The task: Convert every line of the records below into a Markdown table with the columns "Row" and "Line", numbering each row and skipping blank lines.

____ Available records

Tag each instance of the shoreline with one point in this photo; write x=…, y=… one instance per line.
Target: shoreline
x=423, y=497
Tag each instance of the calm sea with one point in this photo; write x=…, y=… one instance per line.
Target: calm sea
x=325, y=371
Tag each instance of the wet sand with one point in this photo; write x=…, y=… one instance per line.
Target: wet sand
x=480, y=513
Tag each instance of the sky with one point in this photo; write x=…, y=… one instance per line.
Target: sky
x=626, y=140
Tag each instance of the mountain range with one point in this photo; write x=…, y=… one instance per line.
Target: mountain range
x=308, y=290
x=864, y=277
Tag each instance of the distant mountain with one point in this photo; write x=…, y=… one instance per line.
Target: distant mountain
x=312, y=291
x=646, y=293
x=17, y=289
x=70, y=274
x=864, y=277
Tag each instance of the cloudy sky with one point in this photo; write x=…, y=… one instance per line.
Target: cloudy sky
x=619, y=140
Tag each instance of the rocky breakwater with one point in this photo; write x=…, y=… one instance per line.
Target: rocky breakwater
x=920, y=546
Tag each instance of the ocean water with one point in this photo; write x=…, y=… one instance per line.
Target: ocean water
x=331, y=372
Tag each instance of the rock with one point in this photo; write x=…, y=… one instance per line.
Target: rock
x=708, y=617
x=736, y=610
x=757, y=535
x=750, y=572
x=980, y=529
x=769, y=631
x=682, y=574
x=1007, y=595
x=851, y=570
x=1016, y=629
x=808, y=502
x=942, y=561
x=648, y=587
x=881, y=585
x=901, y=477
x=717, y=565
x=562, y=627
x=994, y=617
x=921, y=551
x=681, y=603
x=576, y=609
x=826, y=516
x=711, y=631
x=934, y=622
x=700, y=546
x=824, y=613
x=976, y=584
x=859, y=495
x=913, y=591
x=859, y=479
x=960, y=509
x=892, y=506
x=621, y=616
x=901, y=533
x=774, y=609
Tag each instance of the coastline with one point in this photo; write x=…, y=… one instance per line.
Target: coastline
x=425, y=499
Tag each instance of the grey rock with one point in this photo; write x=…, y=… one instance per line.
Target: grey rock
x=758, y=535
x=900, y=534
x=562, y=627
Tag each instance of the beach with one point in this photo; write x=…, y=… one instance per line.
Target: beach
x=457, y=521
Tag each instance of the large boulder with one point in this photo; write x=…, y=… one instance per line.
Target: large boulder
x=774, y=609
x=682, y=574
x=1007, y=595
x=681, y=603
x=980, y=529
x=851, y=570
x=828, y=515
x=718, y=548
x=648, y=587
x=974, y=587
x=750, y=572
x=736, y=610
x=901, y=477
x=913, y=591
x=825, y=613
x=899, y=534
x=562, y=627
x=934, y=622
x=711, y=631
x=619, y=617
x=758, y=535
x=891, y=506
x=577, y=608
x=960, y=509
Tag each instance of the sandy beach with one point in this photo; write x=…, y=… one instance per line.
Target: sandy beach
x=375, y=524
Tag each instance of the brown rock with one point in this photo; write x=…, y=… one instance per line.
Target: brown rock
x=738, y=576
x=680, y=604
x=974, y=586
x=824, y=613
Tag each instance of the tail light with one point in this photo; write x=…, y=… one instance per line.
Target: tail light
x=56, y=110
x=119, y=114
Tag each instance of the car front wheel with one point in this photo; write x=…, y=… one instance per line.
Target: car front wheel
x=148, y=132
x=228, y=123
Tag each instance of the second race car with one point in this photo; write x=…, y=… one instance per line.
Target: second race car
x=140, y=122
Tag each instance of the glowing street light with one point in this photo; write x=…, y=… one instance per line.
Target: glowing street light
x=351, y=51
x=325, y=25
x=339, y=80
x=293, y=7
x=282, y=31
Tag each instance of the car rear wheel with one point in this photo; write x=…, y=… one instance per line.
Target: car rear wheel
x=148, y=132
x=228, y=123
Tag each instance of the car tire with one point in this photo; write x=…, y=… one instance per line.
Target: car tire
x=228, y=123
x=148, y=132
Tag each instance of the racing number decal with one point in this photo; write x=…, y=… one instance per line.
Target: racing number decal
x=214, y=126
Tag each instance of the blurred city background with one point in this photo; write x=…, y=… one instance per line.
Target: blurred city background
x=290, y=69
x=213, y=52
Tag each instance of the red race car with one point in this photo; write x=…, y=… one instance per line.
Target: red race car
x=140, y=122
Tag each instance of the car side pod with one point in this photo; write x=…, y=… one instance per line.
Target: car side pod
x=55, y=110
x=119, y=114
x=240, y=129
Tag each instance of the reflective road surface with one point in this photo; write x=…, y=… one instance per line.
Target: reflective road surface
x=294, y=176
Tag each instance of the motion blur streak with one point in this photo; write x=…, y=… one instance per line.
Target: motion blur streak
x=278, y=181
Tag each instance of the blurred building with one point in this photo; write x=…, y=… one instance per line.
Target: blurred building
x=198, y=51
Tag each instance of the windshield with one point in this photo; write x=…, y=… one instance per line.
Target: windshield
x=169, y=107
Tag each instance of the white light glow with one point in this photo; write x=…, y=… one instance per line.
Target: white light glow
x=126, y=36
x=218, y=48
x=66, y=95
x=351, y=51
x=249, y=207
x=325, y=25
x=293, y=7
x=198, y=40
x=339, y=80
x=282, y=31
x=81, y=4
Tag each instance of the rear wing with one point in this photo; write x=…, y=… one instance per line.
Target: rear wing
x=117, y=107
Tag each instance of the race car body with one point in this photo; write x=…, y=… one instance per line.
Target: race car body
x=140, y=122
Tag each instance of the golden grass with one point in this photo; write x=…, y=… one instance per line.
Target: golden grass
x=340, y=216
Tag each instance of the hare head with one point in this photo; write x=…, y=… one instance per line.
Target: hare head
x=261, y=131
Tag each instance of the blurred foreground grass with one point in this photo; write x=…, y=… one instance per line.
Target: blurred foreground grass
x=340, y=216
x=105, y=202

________

Output:
| Row | Line |
|---|---|
| 1 | Tag each instance of the shoreline with one point in this photo; write x=…, y=… one instance per line. |
| 2 | Target: shoreline |
| 3 | x=423, y=497 |
| 4 | Tag each instance of the calm sea with one point in this photo; write x=…, y=… one instance per line. |
| 5 | Target: calm sea |
| 6 | x=325, y=371 |
| 7 | Tag each instance of the wet sand with one point in this photo; write x=…, y=… one instance per line. |
| 8 | Target: wet sand |
| 9 | x=480, y=513 |
| 10 | Tag each instance of the sky with one point in this photo; write x=…, y=… one instance per line. |
| 11 | Target: sky |
| 12 | x=626, y=140 |
| 13 | Tag each instance of the mountain range with one point in this photo; write x=…, y=… one instance per line. |
| 14 | Target: mountain range |
| 15 | x=308, y=290 |
| 16 | x=864, y=277 |
| 17 | Tag each instance of the distant mountain with one point in this photo; write x=…, y=… one instance per line. |
| 18 | Target: distant mountain |
| 19 | x=312, y=291 |
| 20 | x=646, y=293 |
| 21 | x=17, y=289 |
| 22 | x=70, y=274 |
| 23 | x=864, y=277 |
| 24 | Tag each instance of the cloudy sky with one point in this photo; write x=…, y=… one instance per line. |
| 25 | Target: cloudy sky |
| 26 | x=619, y=140 |
| 27 | Tag each instance of the rocky breakwater with one point in this photo; write x=…, y=… one instance per line. |
| 28 | Target: rocky breakwater |
| 29 | x=920, y=546 |
| 30 | Tag each instance of the ocean water with one point in this photo; write x=…, y=… one instance per line. |
| 31 | Target: ocean water |
| 32 | x=331, y=372 |
| 33 | Tag each instance of the rock with one point in this photo; write x=…, y=… one instance per line. |
| 34 | Target: rock |
| 35 | x=708, y=617 |
| 36 | x=736, y=610 |
| 37 | x=757, y=535 |
| 38 | x=750, y=572 |
| 39 | x=980, y=529 |
| 40 | x=769, y=631 |
| 41 | x=682, y=574 |
| 42 | x=1007, y=595 |
| 43 | x=851, y=570 |
| 44 | x=1016, y=629 |
| 45 | x=808, y=502 |
| 46 | x=942, y=561 |
| 47 | x=648, y=587 |
| 48 | x=881, y=585 |
| 49 | x=901, y=477 |
| 50 | x=717, y=565 |
| 51 | x=562, y=627 |
| 52 | x=994, y=617 |
| 53 | x=921, y=551 |
| 54 | x=681, y=603 |
| 55 | x=576, y=609 |
| 56 | x=826, y=516 |
| 57 | x=711, y=631 |
| 58 | x=934, y=622 |
| 59 | x=700, y=546 |
| 60 | x=824, y=613 |
| 61 | x=976, y=584 |
| 62 | x=859, y=495 |
| 63 | x=913, y=591 |
| 64 | x=859, y=479 |
| 65 | x=960, y=509 |
| 66 | x=892, y=506 |
| 67 | x=621, y=616 |
| 68 | x=901, y=533 |
| 69 | x=774, y=609 |
| 70 | Tag each instance of the coastline with one point in this photo; write x=…, y=… one instance per line. |
| 71 | Target: coastline |
| 72 | x=425, y=499 |
| 73 | Tag each instance of the grey rock with one point in this photo; write x=…, y=… one instance per line. |
| 74 | Target: grey rock |
| 75 | x=758, y=535 |
| 76 | x=900, y=534 |
| 77 | x=562, y=627 |
| 78 | Tag each instance of the beach with one point in this photo; write x=…, y=… one instance per line. |
| 79 | Target: beach |
| 80 | x=457, y=521 |
| 81 | Tag each instance of the large boulder with one point in this photo; write x=…, y=… one instance per line. |
| 82 | Target: large boulder |
| 83 | x=774, y=609 |
| 84 | x=682, y=574 |
| 85 | x=1007, y=595 |
| 86 | x=681, y=603 |
| 87 | x=980, y=529 |
| 88 | x=851, y=570 |
| 89 | x=828, y=515 |
| 90 | x=718, y=548 |
| 91 | x=648, y=587 |
| 92 | x=974, y=587 |
| 93 | x=750, y=572 |
| 94 | x=736, y=610 |
| 95 | x=901, y=477 |
| 96 | x=913, y=591 |
| 97 | x=825, y=613 |
| 98 | x=899, y=534 |
| 99 | x=562, y=627 |
| 100 | x=934, y=622 |
| 101 | x=711, y=631 |
| 102 | x=619, y=617 |
| 103 | x=758, y=535 |
| 104 | x=891, y=506 |
| 105 | x=577, y=608 |
| 106 | x=960, y=509 |
| 107 | Tag each instance of the sandy beach with one point in this photo; write x=…, y=… one instance per line. |
| 108 | Target: sandy beach |
| 109 | x=375, y=524 |
| 110 | Tag each instance of the brown rock with one point in this photo; write x=…, y=… one instance per line. |
| 111 | Target: brown rock |
| 112 | x=738, y=576 |
| 113 | x=680, y=604 |
| 114 | x=974, y=586 |
| 115 | x=824, y=613 |
| 116 | Tag each instance of the tail light with one point in this photo; write x=…, y=… one instance per line. |
| 117 | Target: tail light |
| 118 | x=56, y=110 |
| 119 | x=119, y=114 |
| 120 | Tag each instance of the car front wheel with one point in this photo; write x=…, y=… one instance per line. |
| 121 | Target: car front wheel |
| 122 | x=148, y=132 |
| 123 | x=228, y=123 |
| 124 | Tag each instance of the second race car with one point in this photo; write x=…, y=… one instance per line. |
| 125 | Target: second race car |
| 126 | x=140, y=122 |
| 127 | Tag each instance of the glowing street light with one point in this photo; write x=…, y=… one instance per line. |
| 128 | Target: glowing street light |
| 129 | x=351, y=51 |
| 130 | x=325, y=25 |
| 131 | x=339, y=80 |
| 132 | x=293, y=7 |
| 133 | x=282, y=31 |
| 134 | Tag each instance of the car rear wheel with one point in this photo; write x=…, y=… one instance per line. |
| 135 | Target: car rear wheel |
| 136 | x=148, y=132 |
| 137 | x=228, y=123 |
| 138 | Tag each instance of the car tire with one point in this photo; write x=…, y=… one instance per line. |
| 139 | Target: car tire |
| 140 | x=228, y=123 |
| 141 | x=148, y=132 |
| 142 | Tag each instance of the racing number decal with one point in this photo; write x=…, y=… one instance per line. |
| 143 | Target: racing number decal |
| 144 | x=214, y=126 |
| 145 | Tag each instance of the blurred city background with one point in this photo; write x=…, y=… one instance per line. |
| 146 | Target: blurred city background |
| 147 | x=290, y=69 |
| 148 | x=213, y=52 |
| 149 | Tag each instance of the red race car with one point in this photo; write x=…, y=… one instance per line. |
| 150 | Target: red race car |
| 151 | x=140, y=122 |
| 152 | Tag each instance of the car side pod with one point in this photo; write x=…, y=… one instance per line. |
| 153 | Target: car side pod |
| 154 | x=55, y=110 |
| 155 | x=119, y=114 |
| 156 | x=240, y=129 |
| 157 | Tag each instance of the reflective road surface with one point in this photo; write x=…, y=… one instance per line. |
| 158 | Target: reflective road surface |
| 159 | x=294, y=176 |
| 160 | Tag each instance of the motion blur streak with one point in this photo; write x=…, y=… one instance per line. |
| 161 | Target: motion blur streak |
| 162 | x=278, y=181 |
| 163 | Tag each instance of the blurred building with one point in this photo; write x=…, y=… one instance per line. |
| 164 | Target: blurred building |
| 165 | x=198, y=51 |
| 166 | Tag each instance of the windshield with one point in this photo; write x=…, y=… one instance per line. |
| 167 | Target: windshield |
| 168 | x=169, y=107 |
| 169 | Tag each instance of the white light glow with one point in this photo; write x=…, y=… one instance per line. |
| 170 | Target: white light glow |
| 171 | x=126, y=36 |
| 172 | x=218, y=48 |
| 173 | x=66, y=95 |
| 174 | x=351, y=51 |
| 175 | x=249, y=207 |
| 176 | x=325, y=25 |
| 177 | x=293, y=7 |
| 178 | x=198, y=40 |
| 179 | x=339, y=80 |
| 180 | x=282, y=31 |
| 181 | x=81, y=4 |
| 182 | Tag each instance of the rear wing with one point in this photo; write x=…, y=… one instance per line. |
| 183 | Target: rear wing |
| 184 | x=117, y=107 |
| 185 | Tag each instance of the race car body with one point in this photo; write x=…, y=… one instance per line. |
| 186 | Target: race car body |
| 187 | x=140, y=122 |
| 188 | Tag each instance of the golden grass with one point in this photo; write x=…, y=… one instance per line. |
| 189 | Target: golden grass |
| 190 | x=340, y=216 |
| 191 | Tag each instance of the hare head with one point in this photo; write x=…, y=… one instance per line. |
| 192 | Target: hare head |
| 193 | x=261, y=131 |
| 194 | Tag each instance of the blurred foreground grass with one point in this photo; write x=…, y=… one instance per line. |
| 195 | Target: blurred foreground grass |
| 196 | x=340, y=216 |
| 197 | x=105, y=202 |